* [Given passage]:

◇ ◇ ◇

The proliferation of definitions within just this one category—racism as mental state—already suggests why our conversations so often derail. When one person says “that’s racist,” meaning “that reflects unconscious bias,” and another hears “you’re filled with hatred,” we’re not having a disagreement but a miscommunication.
All these uses treat racism as fundamentally a property of minds. But a second major category shifts focus from interior states to external arrangements—from what people think or feel to how systems operate and outcomes distribute.
Institutional and structural disadvantage. In this usage, “racist” describes policies, practices, or institutions that generate racially disparate outcomes regardless of intent. School funding tied to property taxes, lending algorithms that incorporate zip codes, sentencing guidelines that treat crack and powder cocaine differently—all might be called racist in this sense. The sociologist Eduardo Bonilla-Silva writes of “racism without racists,” capturing how inequality persists through apparently neutral mechanisms.
Systemic oppression and power. A more comprehensive usage treats racism not as symmetric prejudice but as a historically rooted system of domination. On this account, racism equals prejudice plus power. Individual bias against white people might exist, but without institutional backing, it doesn’t constitute racism. This framework explains persistent inequalities that attitude-based definitions cannot. But it also creates semantic friction: “Black people can’t be racist” makes perfect sense within a power-based framework but sounds absurd to someone using racism to mean prejudice.

◇ ◇ ◇

* [Extracted entries]:

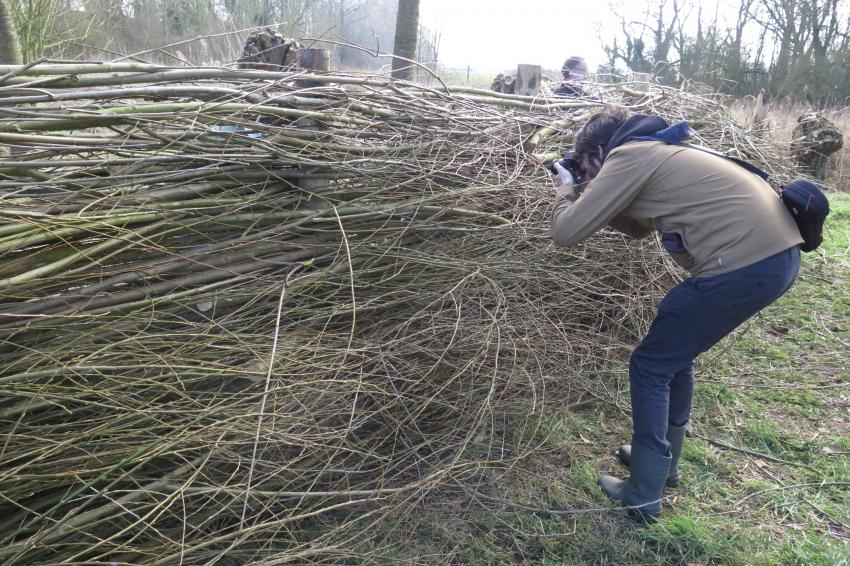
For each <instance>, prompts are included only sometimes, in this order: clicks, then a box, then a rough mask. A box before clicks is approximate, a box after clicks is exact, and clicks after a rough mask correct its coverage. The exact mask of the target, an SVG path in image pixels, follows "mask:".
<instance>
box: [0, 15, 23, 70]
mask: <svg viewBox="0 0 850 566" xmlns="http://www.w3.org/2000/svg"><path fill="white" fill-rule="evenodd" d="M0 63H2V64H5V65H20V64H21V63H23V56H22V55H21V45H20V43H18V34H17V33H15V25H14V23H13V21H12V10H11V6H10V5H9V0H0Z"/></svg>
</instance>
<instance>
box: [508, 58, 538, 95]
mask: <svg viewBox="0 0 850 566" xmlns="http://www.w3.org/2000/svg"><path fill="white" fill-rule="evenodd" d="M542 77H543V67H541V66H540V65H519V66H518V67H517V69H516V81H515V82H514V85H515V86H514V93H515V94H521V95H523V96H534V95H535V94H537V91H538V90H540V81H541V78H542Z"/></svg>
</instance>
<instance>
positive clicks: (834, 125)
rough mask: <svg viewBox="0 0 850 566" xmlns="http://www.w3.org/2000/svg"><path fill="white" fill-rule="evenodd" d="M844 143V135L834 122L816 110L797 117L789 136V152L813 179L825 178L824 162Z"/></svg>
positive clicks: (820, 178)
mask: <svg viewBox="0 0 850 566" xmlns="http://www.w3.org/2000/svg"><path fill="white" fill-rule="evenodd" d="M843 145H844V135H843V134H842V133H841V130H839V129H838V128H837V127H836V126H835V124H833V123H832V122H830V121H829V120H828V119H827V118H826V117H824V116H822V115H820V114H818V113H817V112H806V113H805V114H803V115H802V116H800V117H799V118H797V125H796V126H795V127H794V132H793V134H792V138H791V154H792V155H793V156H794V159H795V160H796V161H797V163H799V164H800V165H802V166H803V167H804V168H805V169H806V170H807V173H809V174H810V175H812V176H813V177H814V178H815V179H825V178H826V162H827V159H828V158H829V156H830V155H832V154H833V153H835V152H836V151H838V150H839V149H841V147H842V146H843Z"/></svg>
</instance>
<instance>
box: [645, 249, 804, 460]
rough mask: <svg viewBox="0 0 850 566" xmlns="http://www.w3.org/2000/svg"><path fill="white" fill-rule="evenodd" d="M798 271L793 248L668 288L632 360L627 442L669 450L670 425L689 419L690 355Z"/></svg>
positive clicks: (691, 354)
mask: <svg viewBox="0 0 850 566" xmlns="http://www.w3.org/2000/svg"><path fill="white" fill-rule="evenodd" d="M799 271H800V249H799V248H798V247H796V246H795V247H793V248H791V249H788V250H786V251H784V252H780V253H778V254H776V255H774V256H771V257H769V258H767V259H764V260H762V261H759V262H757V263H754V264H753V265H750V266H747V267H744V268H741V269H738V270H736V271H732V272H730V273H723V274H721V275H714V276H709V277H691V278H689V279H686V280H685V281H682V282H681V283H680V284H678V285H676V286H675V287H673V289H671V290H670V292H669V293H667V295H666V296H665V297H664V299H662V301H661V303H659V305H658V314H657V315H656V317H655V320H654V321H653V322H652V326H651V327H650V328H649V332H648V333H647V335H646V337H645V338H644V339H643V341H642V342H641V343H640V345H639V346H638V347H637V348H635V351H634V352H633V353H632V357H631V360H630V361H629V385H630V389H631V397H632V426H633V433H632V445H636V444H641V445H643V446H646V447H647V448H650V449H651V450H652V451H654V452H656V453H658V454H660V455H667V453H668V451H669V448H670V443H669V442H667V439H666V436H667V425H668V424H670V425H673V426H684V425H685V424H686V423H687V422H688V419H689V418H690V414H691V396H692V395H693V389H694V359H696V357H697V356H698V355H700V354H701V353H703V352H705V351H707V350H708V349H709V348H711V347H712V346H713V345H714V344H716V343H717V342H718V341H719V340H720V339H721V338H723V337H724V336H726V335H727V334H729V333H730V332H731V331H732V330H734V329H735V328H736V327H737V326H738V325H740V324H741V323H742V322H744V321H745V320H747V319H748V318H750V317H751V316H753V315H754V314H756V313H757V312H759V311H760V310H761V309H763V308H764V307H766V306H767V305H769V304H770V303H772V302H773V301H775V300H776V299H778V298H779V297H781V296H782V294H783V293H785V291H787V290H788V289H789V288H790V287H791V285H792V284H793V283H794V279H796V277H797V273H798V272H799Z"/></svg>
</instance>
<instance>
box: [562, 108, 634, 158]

◇ ◇ ◇

* [Exercise instructions]: Set down, word for word, the part of the passage above on meanings of "racist" from "Systemic oppression and" to "to mean prejudice.".

* [Completed task]:
Systemic oppression and power. A more comprehensive usage treats racism not as symmetric prejudice but as a historically rooted system of domination. On this account, racism equals prejudice plus power. Individual bias against white people might exist, but without institutional backing, it doesn’t constitute racism. This framework explains persistent inequalities that attitude-based definitions cannot. But it also creates semantic friction: “Black people can’t be racist” makes perfect sense within a power-based framework but sounds absurd to someone using racism to mean prejudice.